* [Exercise]
Skip the pictures, and retype the data below in full, exactly.

Data items:
+===+

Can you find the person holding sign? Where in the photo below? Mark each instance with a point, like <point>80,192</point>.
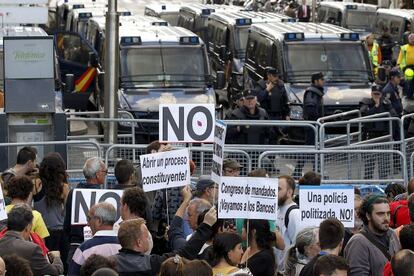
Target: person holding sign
<point>95,172</point>
<point>135,239</point>
<point>331,237</point>
<point>368,251</point>
<point>259,256</point>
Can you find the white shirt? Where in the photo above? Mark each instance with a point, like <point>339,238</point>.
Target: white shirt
<point>289,233</point>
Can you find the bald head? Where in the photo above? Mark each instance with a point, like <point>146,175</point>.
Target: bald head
<point>403,263</point>
<point>411,39</point>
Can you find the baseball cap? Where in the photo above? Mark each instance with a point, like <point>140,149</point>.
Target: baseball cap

+===+

* [Problem solution]
Can you find the person holding sign? Where in the photo below? Mark each instance with a point, like <point>80,192</point>.
Target: person holding sign
<point>95,172</point>
<point>135,239</point>
<point>331,237</point>
<point>368,251</point>
<point>259,256</point>
Can you find the white shirt? Where in the photo above? Mark each instance with a point, like <point>339,238</point>.
Target: white shirt
<point>289,233</point>
Can you find the bald head? Where in the photo above? Mark each instance with a point, like <point>146,175</point>.
Target: bald head
<point>403,263</point>
<point>411,39</point>
Can you find the baseball cap? Where in the photo above? Mark each instance with a point, like <point>140,149</point>.
Target: baseball cap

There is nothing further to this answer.